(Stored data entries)
▬▬▬
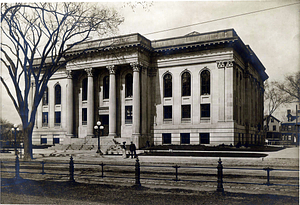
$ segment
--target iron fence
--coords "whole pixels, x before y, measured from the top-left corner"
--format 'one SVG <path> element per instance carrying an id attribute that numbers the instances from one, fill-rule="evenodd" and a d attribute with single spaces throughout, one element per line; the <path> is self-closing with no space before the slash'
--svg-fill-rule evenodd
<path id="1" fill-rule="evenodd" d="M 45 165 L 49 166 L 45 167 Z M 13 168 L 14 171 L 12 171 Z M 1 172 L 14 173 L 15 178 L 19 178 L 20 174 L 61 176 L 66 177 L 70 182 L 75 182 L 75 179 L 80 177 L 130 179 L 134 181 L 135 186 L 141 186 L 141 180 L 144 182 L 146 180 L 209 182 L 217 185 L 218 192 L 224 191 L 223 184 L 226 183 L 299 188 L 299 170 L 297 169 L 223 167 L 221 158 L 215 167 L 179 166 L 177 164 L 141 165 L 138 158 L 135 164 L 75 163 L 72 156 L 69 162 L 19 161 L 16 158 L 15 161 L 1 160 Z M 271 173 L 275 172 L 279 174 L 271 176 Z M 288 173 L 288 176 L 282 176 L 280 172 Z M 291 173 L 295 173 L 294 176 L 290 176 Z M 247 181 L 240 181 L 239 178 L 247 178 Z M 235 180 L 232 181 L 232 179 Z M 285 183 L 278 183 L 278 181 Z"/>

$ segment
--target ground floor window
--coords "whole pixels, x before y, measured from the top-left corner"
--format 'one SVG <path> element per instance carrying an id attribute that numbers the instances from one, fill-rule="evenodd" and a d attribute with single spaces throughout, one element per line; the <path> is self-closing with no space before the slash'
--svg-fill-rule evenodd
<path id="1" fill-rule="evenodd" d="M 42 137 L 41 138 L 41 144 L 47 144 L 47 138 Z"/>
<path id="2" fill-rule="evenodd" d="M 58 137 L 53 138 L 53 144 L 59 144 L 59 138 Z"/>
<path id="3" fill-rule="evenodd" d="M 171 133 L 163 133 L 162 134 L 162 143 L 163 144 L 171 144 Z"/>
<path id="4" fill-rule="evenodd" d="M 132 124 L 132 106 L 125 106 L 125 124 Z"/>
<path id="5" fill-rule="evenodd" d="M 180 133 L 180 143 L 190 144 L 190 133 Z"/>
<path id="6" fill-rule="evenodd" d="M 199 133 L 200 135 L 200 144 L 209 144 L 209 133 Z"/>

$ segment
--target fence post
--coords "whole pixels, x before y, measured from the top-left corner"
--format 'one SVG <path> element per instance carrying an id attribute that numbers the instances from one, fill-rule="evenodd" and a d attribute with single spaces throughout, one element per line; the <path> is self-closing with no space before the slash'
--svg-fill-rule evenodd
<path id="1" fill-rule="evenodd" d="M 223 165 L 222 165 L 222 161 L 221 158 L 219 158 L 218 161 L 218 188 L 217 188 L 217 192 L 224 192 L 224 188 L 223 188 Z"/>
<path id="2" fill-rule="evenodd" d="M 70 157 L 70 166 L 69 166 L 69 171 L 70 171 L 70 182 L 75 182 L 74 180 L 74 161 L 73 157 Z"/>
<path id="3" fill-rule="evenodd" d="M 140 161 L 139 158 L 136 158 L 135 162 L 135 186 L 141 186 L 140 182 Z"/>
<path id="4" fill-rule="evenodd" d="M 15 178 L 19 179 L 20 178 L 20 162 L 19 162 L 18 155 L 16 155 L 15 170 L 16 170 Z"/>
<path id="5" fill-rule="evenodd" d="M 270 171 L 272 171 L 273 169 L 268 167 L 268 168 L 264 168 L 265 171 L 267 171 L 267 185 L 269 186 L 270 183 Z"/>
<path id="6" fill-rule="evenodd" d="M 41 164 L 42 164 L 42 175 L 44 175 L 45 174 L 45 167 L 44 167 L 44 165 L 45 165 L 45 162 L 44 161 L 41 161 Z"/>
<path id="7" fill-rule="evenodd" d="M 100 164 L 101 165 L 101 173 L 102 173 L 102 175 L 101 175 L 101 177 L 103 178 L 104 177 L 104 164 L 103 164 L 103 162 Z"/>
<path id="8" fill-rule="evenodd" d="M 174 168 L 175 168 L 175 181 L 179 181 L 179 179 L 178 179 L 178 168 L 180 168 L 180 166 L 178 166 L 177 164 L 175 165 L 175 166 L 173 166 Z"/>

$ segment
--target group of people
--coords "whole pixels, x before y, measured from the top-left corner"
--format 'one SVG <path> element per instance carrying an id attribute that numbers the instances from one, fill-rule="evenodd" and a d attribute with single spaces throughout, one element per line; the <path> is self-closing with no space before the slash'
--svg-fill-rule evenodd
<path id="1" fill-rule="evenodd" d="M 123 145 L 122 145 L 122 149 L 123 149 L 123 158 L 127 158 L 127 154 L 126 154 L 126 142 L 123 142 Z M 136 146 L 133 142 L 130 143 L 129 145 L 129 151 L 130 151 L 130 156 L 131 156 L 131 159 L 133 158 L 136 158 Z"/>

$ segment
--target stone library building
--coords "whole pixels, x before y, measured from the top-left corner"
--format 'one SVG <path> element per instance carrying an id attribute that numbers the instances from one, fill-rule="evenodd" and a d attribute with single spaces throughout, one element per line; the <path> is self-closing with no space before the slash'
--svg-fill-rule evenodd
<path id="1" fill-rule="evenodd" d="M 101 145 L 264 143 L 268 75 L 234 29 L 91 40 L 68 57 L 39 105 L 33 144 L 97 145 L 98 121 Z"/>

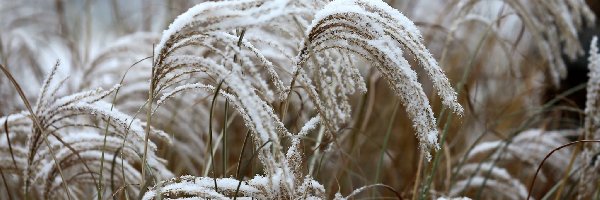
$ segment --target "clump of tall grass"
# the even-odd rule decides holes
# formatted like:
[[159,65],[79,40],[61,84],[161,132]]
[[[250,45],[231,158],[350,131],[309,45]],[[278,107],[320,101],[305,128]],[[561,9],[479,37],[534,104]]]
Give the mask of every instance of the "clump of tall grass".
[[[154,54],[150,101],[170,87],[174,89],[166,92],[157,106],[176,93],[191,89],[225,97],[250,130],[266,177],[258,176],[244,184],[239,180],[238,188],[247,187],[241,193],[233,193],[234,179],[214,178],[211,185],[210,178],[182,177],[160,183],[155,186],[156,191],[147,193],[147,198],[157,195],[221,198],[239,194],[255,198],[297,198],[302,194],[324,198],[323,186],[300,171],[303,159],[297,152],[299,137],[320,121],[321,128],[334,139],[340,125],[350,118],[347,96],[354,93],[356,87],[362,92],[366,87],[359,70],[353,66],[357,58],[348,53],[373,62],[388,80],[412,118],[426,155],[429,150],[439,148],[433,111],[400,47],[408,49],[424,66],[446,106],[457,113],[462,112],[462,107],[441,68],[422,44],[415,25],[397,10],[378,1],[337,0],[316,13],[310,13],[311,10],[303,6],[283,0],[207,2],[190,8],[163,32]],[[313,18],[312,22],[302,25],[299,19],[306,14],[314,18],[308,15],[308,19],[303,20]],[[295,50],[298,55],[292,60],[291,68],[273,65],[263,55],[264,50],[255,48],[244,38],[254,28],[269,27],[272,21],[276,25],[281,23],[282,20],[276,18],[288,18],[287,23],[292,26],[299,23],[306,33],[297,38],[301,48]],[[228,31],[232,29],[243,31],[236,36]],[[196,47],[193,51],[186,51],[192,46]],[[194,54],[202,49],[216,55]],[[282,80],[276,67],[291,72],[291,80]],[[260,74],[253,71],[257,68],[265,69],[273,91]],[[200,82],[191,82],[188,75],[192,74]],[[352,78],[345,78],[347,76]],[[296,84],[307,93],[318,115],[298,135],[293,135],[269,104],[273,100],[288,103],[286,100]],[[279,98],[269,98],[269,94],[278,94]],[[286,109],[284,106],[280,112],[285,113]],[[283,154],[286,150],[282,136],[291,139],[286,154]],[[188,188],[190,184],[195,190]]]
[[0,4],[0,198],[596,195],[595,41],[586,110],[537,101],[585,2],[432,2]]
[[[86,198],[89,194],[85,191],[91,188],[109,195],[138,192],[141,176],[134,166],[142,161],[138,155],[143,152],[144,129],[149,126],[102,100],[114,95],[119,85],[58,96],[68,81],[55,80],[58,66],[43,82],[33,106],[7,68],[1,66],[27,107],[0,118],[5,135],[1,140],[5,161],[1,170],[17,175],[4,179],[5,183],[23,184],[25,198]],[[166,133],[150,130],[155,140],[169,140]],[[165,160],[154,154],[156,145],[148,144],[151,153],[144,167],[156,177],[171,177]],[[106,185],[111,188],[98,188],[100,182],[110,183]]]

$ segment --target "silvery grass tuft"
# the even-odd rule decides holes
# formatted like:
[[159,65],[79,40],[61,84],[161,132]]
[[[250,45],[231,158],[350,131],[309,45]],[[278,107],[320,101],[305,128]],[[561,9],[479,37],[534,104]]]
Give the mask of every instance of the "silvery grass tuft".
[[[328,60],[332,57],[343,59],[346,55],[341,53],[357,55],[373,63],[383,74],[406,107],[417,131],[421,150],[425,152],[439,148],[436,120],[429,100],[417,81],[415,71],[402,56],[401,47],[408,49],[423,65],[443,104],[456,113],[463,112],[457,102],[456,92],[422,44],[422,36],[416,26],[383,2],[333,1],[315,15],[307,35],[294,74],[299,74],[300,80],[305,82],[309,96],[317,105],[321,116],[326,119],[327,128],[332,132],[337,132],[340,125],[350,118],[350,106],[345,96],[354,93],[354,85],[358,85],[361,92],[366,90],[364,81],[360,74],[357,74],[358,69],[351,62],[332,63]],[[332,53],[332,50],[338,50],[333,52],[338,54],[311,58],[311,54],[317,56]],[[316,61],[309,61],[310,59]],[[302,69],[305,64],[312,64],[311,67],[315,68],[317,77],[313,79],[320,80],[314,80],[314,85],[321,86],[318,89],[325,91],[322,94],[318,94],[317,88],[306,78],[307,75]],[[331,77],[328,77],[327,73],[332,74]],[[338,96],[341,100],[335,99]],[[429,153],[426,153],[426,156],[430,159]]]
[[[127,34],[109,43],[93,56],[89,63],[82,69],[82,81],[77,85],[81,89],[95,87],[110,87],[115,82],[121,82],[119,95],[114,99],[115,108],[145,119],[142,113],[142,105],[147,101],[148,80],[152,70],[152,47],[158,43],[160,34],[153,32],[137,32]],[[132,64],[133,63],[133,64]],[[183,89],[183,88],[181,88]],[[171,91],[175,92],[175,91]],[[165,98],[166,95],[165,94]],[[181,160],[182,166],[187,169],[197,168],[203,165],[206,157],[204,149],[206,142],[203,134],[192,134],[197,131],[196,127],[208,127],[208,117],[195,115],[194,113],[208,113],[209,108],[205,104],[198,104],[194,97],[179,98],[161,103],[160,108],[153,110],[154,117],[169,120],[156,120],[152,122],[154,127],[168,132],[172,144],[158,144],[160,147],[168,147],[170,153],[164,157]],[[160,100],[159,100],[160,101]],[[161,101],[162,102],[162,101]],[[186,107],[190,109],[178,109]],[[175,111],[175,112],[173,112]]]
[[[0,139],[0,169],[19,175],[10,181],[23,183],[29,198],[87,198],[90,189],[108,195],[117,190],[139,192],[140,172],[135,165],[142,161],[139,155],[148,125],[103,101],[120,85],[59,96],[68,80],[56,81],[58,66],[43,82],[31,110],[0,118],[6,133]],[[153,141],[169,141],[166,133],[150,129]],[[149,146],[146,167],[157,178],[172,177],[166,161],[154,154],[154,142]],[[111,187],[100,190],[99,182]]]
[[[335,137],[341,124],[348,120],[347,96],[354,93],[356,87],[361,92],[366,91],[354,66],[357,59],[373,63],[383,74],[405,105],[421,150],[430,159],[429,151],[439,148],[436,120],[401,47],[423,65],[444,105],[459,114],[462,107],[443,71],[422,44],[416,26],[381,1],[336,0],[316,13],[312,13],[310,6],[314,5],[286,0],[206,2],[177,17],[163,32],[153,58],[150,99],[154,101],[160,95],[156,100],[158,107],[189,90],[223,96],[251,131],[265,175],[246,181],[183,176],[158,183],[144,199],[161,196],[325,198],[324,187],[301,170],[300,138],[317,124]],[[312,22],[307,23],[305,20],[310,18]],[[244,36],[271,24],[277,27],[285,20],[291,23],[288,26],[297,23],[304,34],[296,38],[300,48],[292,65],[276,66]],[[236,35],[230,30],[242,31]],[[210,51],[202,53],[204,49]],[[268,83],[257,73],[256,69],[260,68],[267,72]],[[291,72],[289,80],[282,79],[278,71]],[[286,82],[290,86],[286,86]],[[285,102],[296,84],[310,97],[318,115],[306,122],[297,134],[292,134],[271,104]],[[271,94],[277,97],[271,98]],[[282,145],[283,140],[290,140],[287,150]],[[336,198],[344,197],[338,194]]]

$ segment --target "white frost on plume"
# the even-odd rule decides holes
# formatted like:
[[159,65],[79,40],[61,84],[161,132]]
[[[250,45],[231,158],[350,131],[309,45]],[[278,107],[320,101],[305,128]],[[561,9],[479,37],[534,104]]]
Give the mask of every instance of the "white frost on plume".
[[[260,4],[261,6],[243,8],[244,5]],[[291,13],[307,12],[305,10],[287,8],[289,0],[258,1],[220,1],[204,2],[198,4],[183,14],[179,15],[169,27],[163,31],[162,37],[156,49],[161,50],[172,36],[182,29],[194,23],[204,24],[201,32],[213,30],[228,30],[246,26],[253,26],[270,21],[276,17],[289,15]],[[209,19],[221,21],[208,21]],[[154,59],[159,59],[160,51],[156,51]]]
▬▬▬
Task brief:
Check every line above for the word "fence" and copy those that have it.

Exercise answer:
--target iron fence
--target fence post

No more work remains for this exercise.